[Required task] Please print all of the material below, word for word.
━━ Input data ━━
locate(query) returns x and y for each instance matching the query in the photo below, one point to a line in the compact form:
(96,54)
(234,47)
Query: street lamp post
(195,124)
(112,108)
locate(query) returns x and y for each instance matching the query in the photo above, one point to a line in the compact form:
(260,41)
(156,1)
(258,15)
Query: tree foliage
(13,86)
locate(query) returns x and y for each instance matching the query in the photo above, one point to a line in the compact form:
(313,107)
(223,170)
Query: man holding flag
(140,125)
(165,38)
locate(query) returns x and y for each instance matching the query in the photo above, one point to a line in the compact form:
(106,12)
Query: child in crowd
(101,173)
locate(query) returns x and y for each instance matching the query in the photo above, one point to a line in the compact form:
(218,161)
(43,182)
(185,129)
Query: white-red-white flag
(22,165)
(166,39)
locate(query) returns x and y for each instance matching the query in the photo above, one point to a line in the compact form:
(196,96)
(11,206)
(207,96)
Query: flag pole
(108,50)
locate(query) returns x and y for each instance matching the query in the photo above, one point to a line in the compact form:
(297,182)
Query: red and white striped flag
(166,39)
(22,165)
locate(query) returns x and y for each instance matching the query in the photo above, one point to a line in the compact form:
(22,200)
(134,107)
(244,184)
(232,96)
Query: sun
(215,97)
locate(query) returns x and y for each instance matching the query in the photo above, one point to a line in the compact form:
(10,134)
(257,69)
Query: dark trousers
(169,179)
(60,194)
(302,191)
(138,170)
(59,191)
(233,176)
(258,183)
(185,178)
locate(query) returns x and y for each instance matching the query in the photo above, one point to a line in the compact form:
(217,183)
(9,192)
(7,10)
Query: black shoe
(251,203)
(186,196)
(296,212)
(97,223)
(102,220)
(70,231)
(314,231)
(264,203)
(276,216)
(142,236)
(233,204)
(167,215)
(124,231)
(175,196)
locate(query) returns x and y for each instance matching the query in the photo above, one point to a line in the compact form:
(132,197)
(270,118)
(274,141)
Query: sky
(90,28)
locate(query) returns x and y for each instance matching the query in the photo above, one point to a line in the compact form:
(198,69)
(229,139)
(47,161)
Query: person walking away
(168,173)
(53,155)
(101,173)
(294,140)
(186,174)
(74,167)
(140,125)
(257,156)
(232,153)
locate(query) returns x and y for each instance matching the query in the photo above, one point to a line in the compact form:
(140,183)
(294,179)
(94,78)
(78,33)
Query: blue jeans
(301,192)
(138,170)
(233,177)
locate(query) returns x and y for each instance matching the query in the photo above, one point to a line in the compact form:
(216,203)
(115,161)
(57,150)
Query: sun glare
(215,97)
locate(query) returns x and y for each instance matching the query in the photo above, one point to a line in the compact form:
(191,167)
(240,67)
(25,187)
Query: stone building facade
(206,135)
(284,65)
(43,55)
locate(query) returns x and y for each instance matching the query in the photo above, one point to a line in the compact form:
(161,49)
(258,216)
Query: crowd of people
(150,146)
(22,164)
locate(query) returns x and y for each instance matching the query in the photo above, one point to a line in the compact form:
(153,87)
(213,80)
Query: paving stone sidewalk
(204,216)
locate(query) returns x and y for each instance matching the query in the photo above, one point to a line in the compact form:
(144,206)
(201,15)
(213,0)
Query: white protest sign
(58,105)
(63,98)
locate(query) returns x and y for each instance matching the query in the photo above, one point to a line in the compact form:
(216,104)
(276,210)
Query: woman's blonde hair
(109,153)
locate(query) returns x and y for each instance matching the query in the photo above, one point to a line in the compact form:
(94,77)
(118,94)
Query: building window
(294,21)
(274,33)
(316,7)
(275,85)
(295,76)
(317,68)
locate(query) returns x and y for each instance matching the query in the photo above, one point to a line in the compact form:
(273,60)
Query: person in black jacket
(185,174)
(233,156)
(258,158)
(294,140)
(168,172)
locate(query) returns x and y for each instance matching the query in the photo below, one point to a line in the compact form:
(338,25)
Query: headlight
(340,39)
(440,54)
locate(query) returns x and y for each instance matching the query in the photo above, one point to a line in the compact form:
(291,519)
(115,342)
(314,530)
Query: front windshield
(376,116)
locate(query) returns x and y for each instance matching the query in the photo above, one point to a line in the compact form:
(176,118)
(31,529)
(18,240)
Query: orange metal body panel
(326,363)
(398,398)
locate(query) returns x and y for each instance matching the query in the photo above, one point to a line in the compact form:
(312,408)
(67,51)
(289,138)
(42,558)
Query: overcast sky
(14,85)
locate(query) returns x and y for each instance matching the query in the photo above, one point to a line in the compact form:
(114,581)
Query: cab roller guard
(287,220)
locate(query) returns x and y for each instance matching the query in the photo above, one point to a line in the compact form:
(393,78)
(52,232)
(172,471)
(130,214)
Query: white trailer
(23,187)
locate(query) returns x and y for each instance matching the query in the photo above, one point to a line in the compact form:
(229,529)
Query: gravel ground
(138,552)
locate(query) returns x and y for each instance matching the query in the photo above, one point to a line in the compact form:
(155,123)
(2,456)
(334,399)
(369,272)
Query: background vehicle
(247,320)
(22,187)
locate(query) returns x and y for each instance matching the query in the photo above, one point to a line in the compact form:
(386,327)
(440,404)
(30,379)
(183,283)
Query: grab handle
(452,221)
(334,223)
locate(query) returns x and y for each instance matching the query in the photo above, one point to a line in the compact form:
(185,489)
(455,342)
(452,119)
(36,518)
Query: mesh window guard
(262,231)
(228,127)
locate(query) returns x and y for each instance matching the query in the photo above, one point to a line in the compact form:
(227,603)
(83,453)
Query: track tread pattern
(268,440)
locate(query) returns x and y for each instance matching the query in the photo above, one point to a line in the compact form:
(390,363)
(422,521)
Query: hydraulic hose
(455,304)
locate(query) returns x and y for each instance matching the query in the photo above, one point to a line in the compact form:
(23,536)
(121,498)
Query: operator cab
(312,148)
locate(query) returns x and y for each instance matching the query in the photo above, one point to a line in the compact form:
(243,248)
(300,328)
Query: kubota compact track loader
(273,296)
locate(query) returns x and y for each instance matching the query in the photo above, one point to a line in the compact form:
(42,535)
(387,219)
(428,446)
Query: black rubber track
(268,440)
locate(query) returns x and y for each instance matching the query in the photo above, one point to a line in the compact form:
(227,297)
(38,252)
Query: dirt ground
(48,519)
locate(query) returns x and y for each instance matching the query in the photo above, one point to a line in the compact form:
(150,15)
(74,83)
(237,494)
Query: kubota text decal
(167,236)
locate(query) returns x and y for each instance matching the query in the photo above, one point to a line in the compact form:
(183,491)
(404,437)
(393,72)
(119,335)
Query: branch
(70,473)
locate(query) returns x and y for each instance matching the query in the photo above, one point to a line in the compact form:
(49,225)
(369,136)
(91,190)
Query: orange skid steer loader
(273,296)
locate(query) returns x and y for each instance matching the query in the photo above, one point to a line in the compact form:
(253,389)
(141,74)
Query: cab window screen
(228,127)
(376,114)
━━━
[Task result]
locate(query) returns x and y for each instance matching the query in the photo below, one point to a line in the compact form:
(96,54)
(234,47)
Query: street lamp post
(195,124)
(112,108)
locate(query) returns x and y for each instance matching the query in the photo above, one point to a line in the compact form:
(260,41)
(156,1)
(258,15)
Query: tree foliage
(13,86)
locate(query) returns x and y for each instance matching the query in the photo above, one point to a line in the compact form:
(313,107)
(223,170)
Query: man holding flag
(140,125)
(165,38)
locate(query) returns x and y for each instance matching the query in the photo above, one point to a line in the compact form:
(106,12)
Query: child in crowd
(101,173)
locate(query) returns x and y for each instance matching the query in the photo above, one point to a line in the compact form:
(218,161)
(43,182)
(185,129)
Query: white-red-white flag
(22,165)
(166,39)
locate(query) returns x and y for each instance matching the query in the photo above, one point to a line in the compact form:
(196,96)
(11,206)
(207,96)
Query: flag pole
(108,50)
locate(query) returns x and y for each instance matching the query in the photo above, one point to a line in the compact form:
(297,182)
Query: red and white striped flag
(166,39)
(22,165)
locate(query) returns x and y for each instance matching the query in the photo above, one point to a line in the compact form:
(22,200)
(134,107)
(244,184)
(232,96)
Query: sun
(215,97)
locate(query) returns x and y for each instance matching the query in the photo above, one point to a line in the compact form:
(10,134)
(257,69)
Query: dark trousers
(169,179)
(60,194)
(302,191)
(138,170)
(59,191)
(233,176)
(258,183)
(185,178)
locate(query) returns x and y for each instance matching the query in the photo above, one point to a line in the compact form:
(217,183)
(9,192)
(7,10)
Query: black shoe
(251,203)
(186,196)
(296,212)
(97,223)
(102,220)
(70,231)
(314,231)
(264,203)
(276,216)
(142,236)
(233,204)
(167,215)
(124,231)
(175,196)
locate(query) returns x and y for each instance matching the query in the photo above, one point to a line in the compact form:
(132,197)
(270,118)
(274,141)
Query: sky
(90,28)
locate(query) returns x and y for each instance matching the query in the photo above, one point to a line in the compact form:
(198,69)
(229,139)
(47,161)
Query: person walking away
(168,173)
(53,155)
(101,173)
(294,140)
(186,174)
(74,167)
(140,125)
(257,156)
(232,153)
locate(query) returns x and y for each instance matching the query in the photo above, one point to a line in the compact form:
(140,183)
(294,179)
(94,78)
(78,33)
Query: blue jeans
(301,192)
(138,170)
(233,177)
locate(query) returns x and y for each instance matching the query in the photo above, one point to a line in the compact form:
(216,203)
(115,161)
(57,150)
Query: sun glare
(215,97)
locate(query) returns x and y for each instance matching the query in the photo above, one point to a line in the compact form:
(191,167)
(240,67)
(25,187)
Query: stone building facade
(206,135)
(284,65)
(43,55)
locate(query) returns x and y for each instance matching the query in the photo above, one point to a line in the compact form:
(161,49)
(258,216)
Query: crowd of people
(150,146)
(22,164)
locate(query) returns x and y for each instance matching the query in the photo above, one point to a line in the compact form:
(153,87)
(213,80)
Query: paving stone sidewalk
(204,216)
locate(query) returns x and y for each instance matching the query in the photo above, one point to a line in the compact form:
(144,206)
(201,15)
(213,0)
Query: white protest sign
(58,105)
(63,98)
locate(query) returns x and y for each instance matching the query in the photo above, one point to a line in the compact form:
(216,104)
(276,210)
Query: woman's blonde hair
(109,153)
locate(query) returns x and y for each instance matching the query in the photo above, one point to a line in the compact form:
(94,77)
(118,94)
Query: building window
(294,21)
(274,33)
(316,7)
(275,85)
(295,76)
(317,68)
locate(query) returns x and y for each instance matching the query in the photo above, one point to a line in the compact form:
(273,60)
Query: person in black jacket
(185,174)
(233,156)
(258,158)
(294,140)
(168,172)
locate(query) returns x and y for each instance matching the query in the photo below, one point to a line in the compact form:
(338,25)
Query: headlight
(340,39)
(440,54)
locate(query) returns x and y for each instance matching the query in the photo above, one point to a line in the compact form:
(291,519)
(115,342)
(314,530)
Query: front windshield
(376,116)
locate(query) returns x and y for each instance matching the query in the photo above, one point to a line in the compact form:
(176,118)
(31,529)
(18,240)
Query: orange metal body panel
(326,363)
(398,398)
locate(query) returns x and y for each instance matching the query in the photo above, one point to a line in the compact form:
(312,408)
(67,51)
(289,138)
(42,558)
Query: overcast sky
(14,85)
locate(query) returns x and y for each instance matching the query in the photo above, one point to a line in the compact form:
(114,581)
Query: cab roller guard
(287,220)
locate(query) returns x and y for each instance matching the query in the photo above, one point to a line in the compact form:
(393,78)
(52,232)
(172,471)
(130,214)
Query: white trailer
(23,187)
locate(query) returns x and y for each instance matching the query in the photo above, one point to a line in the compact form:
(229,529)
Query: gravel ground
(138,552)
locate(query) returns x and y for each instance matching the query in the photo above, one point to a line in the compact form:
(155,123)
(2,456)
(334,399)
(369,272)
Query: background vehicle
(247,320)
(22,187)
locate(query) returns x and y for each instance matching the query in the photo above, one point to a line in the compact form:
(386,327)
(440,404)
(30,379)
(183,283)
Query: grab handle
(452,221)
(334,223)
locate(query) returns x and y for each instance matching the query in the photo above, one point to a line in the compact form:
(185,489)
(455,342)
(452,119)
(36,518)
Query: mesh window guard
(262,231)
(228,127)
locate(query) returns x and y for each instance matching the query in the photo above, one point to a line in the compact form:
(227,603)
(83,453)
Query: track tread pattern
(268,440)
locate(query) returns x and y for each instance matching the query in the photo above, one point to a line in the compact form:
(390,363)
(422,521)
Query: hydraulic hose
(455,304)
locate(query) returns x and y for each instance matching the query in the photo above, one point to a line in the compact form:
(23,536)
(121,498)
Query: operator cab
(312,148)
locate(query) returns x and y for each instance matching the query in the photo above, one point to a line in the compact form:
(243,248)
(300,328)
Query: kubota compact track loader
(273,296)
locate(query) returns x and y for each instance matching the query in the photo above, one point to a line in the compact form:
(42,535)
(387,219)
(428,446)
Query: black rubber track
(268,440)
locate(query) returns x and y for each instance matching the query in the photo above, one point to a line in the compact form:
(227,297)
(38,252)
Query: dirt ground
(48,519)
locate(query) returns x and y for each instance matching the query in the photo above, one point to a line in the compact form:
(150,15)
(74,83)
(237,494)
Query: kubota text decal
(167,236)
locate(query) returns x and y for each instance matching the query in the photo above, one point to a line in the compact form:
(183,491)
(404,437)
(393,72)
(119,335)
Query: branch
(70,473)
locate(query) returns x and y for each instance matching the query in the photo above, one point to a line in the compact form:
(49,225)
(369,136)
(91,190)
Query: orange skid steer loader
(273,296)
locate(query) returns x and y for each instance matching the query in the photo above, one point to a line in the compact form:
(253,389)
(141,74)
Query: cab window screen
(228,127)
(376,114)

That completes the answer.